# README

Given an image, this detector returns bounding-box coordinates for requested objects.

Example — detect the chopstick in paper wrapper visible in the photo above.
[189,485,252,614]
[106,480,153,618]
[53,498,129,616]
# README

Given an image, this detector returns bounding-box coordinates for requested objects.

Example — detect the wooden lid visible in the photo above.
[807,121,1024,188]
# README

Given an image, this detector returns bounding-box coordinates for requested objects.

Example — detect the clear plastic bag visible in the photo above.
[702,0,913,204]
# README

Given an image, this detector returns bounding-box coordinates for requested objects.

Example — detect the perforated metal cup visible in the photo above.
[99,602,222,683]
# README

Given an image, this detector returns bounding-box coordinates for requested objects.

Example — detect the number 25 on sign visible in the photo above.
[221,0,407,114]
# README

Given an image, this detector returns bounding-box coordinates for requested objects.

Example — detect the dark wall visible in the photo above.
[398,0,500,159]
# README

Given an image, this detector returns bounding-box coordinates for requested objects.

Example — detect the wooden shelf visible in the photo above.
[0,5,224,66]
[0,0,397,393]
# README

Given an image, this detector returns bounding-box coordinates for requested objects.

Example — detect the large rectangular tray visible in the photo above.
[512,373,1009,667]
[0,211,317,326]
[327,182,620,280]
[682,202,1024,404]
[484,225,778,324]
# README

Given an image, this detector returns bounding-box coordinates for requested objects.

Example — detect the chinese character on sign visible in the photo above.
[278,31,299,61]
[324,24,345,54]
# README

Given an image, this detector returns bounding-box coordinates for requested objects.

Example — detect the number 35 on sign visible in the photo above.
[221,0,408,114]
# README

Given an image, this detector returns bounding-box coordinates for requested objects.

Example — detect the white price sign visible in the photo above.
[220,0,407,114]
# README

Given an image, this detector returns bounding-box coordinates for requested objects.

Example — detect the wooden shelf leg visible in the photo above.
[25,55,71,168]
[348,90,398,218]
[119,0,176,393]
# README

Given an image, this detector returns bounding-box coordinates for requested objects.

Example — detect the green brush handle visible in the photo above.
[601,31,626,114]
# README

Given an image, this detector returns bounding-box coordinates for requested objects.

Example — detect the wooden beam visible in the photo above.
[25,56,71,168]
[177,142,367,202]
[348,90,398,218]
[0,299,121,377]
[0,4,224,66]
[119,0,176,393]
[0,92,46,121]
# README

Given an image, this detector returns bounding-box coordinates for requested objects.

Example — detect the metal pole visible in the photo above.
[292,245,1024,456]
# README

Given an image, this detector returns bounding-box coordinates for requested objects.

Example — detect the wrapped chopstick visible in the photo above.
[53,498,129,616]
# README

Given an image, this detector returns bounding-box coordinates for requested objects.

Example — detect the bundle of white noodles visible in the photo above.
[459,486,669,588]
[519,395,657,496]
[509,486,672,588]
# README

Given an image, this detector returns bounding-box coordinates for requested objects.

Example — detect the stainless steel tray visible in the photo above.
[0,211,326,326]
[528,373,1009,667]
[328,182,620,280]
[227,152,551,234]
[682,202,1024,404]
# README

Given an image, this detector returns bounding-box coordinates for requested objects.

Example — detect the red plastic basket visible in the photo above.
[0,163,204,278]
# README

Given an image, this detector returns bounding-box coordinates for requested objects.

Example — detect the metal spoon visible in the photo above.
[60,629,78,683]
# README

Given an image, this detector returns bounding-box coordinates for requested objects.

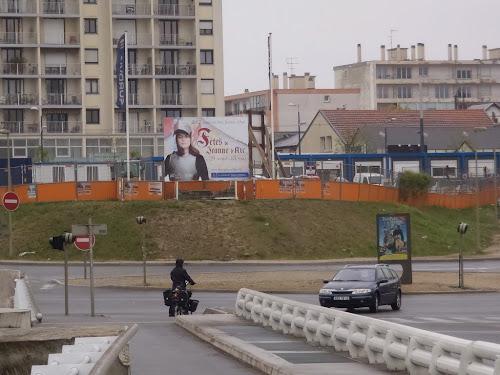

.....

The request:
Write out all of the rows above again, swapping "detector" for "finder" everywhere and changing nothing else. Leave the pictures out of your answer.

Solution:
# README

Given an image, this finder returns bounding-box coordinates for requested objects.

Example — detect the chopstick in paper wrapper visible in the photo above.
[189,485,252,614]
[106,480,153,618]
[53,498,129,616]
# README

Given an image, this finder returns bounding-box coordinates for requested objects.

Example — detect the wooden lid visible in the photo above.
[807,121,1024,188]
# README

Given an image, this finder returns bounding-box coordinates for requested objects.

Example — detect the clear plastic bag visible in the photo above.
[702,0,913,204]
# README

Given an image, this finder returns bounding-box coordinates for requested objects.

Example — detect the perforated metal cup visible in the photo above.
[99,602,222,683]
# README

Given an image, this finder returns bounding-box coordinates for requested objects.

Example — detect the number 25 on sign visible in the photo above.
[221,0,407,114]
# README

Given an image, this finder returns bounding-box coordinates for requested objects.

Example — detect the dark wall visible in the photo above.
[398,0,500,159]
# README

Given an image, this finder returns bounding-box coordinates for requested objects.

Example — detect the wooden shelf visible in the photo above.
[0,5,224,66]
[0,0,397,393]
# README

Given an image, this finder returns bounding-box coordinates for requested objects.

Example — detect the large rectangular tray visible in the photo above.
[512,373,1009,667]
[0,211,317,326]
[327,182,620,280]
[682,202,1024,404]
[484,225,778,324]
# README

Given an image, this finder returns bounding-box coordinates for requested objects.

Example — detect the chinese character on sign visible in the photo above.
[278,31,299,61]
[324,24,345,54]
# README

Given an image, this finder returns bounding-box coordinates for requested objects.

Example — detect the number 35 on sign visible in the photo above.
[221,0,408,114]
# README

Given an image, this finder returns bounding-box coordinates for requested objects.

Example — detect the white price sign visible in the photo above.
[220,0,407,114]
# README

Given an image, this finder returns bounding-box coordinates for requested objects.

Example — detect the wooden shelf leg visible in the photo above.
[25,55,71,168]
[348,90,398,218]
[119,0,176,393]
# README

Given an image, this finder returns bounding-box coordinates for requested objects.

Example — detect the green brush handle visible in the photo above.
[601,31,626,114]
# README

Given an image, this finder returns bounding-box coordinates for requested objects.

Example — detect the wooden beam visible in the photo above.
[25,56,71,168]
[177,142,367,202]
[348,90,398,218]
[0,299,121,377]
[0,4,224,66]
[119,0,176,393]
[0,92,46,121]
# README

Given an image, this finder returns bounding-box coordinates for requested objects.

Example — detect the metal pole visible in the photo above.
[292,245,1024,456]
# README

Given an image, this finder returns bounding-box coordinates for requested objects.

Example — detect the wrapped chopstick visible in the photo above.
[53,498,129,616]
# README

Given an image, this finder returns bounding-box coordinates for requested objects.

Example — detect the bundle of white noodles visible in the photo above.
[459,486,669,588]
[519,395,657,496]
[509,486,672,588]
# README

Given an image, this finder returns bounding-box coordinates for requested objects.

Example — detect the stainless steel tray visible in the photo above.
[0,211,326,326]
[528,373,1009,667]
[328,182,620,280]
[227,152,551,234]
[682,202,1024,404]
# README

Given an image, this finder returns bounding-box coordinates for requested objects.

Example — detect the red plastic basket visible in the photo above.
[0,163,204,278]
# README

Given an image, this finder returns bounding-box coordinates for requested objects.

Example — detect the metal spoon visible in the photo above.
[60,629,78,683]
# README

Given an image, this finder returns bounding-box coordinates for requested objects.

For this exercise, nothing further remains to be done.